--- START OF LISTING ---

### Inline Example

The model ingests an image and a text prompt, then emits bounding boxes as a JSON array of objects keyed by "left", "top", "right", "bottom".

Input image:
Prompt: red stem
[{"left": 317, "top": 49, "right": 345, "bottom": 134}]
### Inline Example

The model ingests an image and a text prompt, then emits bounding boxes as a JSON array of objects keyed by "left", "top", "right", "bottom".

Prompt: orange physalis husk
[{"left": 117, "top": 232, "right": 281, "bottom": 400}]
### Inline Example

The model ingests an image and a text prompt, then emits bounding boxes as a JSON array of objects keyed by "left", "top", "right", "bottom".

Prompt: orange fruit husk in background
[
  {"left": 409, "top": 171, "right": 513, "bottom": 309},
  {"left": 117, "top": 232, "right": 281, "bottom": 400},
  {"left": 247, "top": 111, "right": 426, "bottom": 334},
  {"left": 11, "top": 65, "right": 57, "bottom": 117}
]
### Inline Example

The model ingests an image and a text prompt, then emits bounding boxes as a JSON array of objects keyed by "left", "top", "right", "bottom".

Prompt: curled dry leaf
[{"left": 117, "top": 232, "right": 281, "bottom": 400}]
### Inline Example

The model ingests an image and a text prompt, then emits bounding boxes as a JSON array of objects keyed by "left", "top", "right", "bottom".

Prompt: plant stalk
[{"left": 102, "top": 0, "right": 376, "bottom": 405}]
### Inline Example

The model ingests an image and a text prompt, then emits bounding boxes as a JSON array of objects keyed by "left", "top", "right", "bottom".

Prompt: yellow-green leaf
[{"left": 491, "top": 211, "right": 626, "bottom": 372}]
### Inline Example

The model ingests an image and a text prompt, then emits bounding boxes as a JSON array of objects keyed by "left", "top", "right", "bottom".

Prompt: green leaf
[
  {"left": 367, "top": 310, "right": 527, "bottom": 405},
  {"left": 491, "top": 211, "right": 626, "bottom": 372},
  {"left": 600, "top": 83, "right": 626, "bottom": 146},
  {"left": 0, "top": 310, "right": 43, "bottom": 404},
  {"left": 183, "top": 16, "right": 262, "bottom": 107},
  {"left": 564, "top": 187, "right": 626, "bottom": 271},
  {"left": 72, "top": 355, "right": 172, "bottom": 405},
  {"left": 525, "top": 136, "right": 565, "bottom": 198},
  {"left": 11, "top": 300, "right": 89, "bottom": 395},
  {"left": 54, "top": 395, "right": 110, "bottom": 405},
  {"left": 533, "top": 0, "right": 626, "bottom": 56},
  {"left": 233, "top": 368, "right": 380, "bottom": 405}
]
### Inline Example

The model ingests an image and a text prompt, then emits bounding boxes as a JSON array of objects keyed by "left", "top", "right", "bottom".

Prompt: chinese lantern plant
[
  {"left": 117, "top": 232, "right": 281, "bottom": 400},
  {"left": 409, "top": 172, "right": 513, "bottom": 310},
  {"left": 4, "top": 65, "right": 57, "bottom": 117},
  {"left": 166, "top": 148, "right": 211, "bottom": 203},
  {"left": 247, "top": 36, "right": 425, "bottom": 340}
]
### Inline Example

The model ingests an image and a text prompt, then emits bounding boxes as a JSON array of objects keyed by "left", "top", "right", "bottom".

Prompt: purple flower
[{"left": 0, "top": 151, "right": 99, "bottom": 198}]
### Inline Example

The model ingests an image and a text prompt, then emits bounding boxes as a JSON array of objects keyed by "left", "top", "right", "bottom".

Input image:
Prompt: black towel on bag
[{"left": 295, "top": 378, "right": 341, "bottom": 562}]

--- END OF LISTING ---

*SHORT TASK*.
Output all records verbatim.

*WRITTEN RESPONSE*.
### Inline Example

The model ingests an image and a text prompt, then emits bounding boxes as a JSON array of objects keyed by "left", "top", "right", "bottom".

Input image:
Prompt: red stem
[{"left": 317, "top": 49, "right": 345, "bottom": 134}]
### Inline Example

The model ingests an image and a text prompt, then emits bounding boxes as a JSON array of objects keyed by "left", "top", "right", "bottom".

Prompt: orange physalis husk
[{"left": 117, "top": 232, "right": 281, "bottom": 400}]
### Inline Example

The model ingests an image and a text prompt, then emits bounding boxes as a JSON array of objects keyed by "left", "top", "right", "bottom".

Prompt: orange fruit husk in background
[
  {"left": 409, "top": 171, "right": 513, "bottom": 309},
  {"left": 117, "top": 232, "right": 281, "bottom": 400},
  {"left": 247, "top": 111, "right": 426, "bottom": 334},
  {"left": 11, "top": 65, "right": 57, "bottom": 117}
]
### Inline Example

The model ingests an image and a text prompt, then emits bounding boxes as a JSON array of objects keyed by "left", "top", "right", "bottom".

Prompt: curled dry leaf
[{"left": 117, "top": 232, "right": 281, "bottom": 400}]
### Inline Example

The model ingests an image and a text prompt, then emits bounding boxes as a JSON array of objects keyed by "left", "top", "right", "bottom".

Prompt: plant stalk
[{"left": 102, "top": 0, "right": 376, "bottom": 405}]
### Inline Example

The model ingests an image and a text prompt, then emits bounding boxes as a JSON array of objects keyed by "left", "top", "right", "bottom".

Prompt: yellow-green leaf
[{"left": 491, "top": 211, "right": 626, "bottom": 372}]
### Inline Example

The model ingests an image and a text prompt, then emits bounding boxes as a JSON array of objects keyed by "left", "top", "right", "bottom".

Prompt: green leaf
[
  {"left": 367, "top": 310, "right": 527, "bottom": 405},
  {"left": 491, "top": 211, "right": 626, "bottom": 372},
  {"left": 600, "top": 83, "right": 626, "bottom": 146},
  {"left": 0, "top": 310, "right": 43, "bottom": 404},
  {"left": 183, "top": 16, "right": 262, "bottom": 107},
  {"left": 564, "top": 187, "right": 626, "bottom": 271},
  {"left": 72, "top": 355, "right": 172, "bottom": 405},
  {"left": 525, "top": 136, "right": 565, "bottom": 198},
  {"left": 11, "top": 300, "right": 89, "bottom": 395},
  {"left": 54, "top": 395, "right": 110, "bottom": 405},
  {"left": 533, "top": 0, "right": 626, "bottom": 56},
  {"left": 233, "top": 368, "right": 380, "bottom": 405}
]
### Inline Example

The model ingests an image and a text prompt, then emits bounding boxes as a JSON array of objects keyed by "left", "top", "right", "bottom".

Prompt: chinese lantern plant
[
  {"left": 117, "top": 232, "right": 281, "bottom": 400},
  {"left": 409, "top": 172, "right": 513, "bottom": 310},
  {"left": 4, "top": 65, "right": 57, "bottom": 117},
  {"left": 166, "top": 148, "right": 211, "bottom": 203},
  {"left": 247, "top": 36, "right": 425, "bottom": 340}
]
### Inline Example

The model ingests an image and a text prompt, then emits bounding boxes as a JSON array of objects keyed by "left", "top", "right", "bottom".

Prompt: purple flower
[{"left": 0, "top": 151, "right": 99, "bottom": 198}]
### Inline Example

The model ingests an image and a text prompt, then emits bounding boxes as a JSON array of objects keyed by "left", "top", "right", "bottom".

Input image:
Prompt: black towel on bag
[{"left": 295, "top": 378, "right": 341, "bottom": 562}]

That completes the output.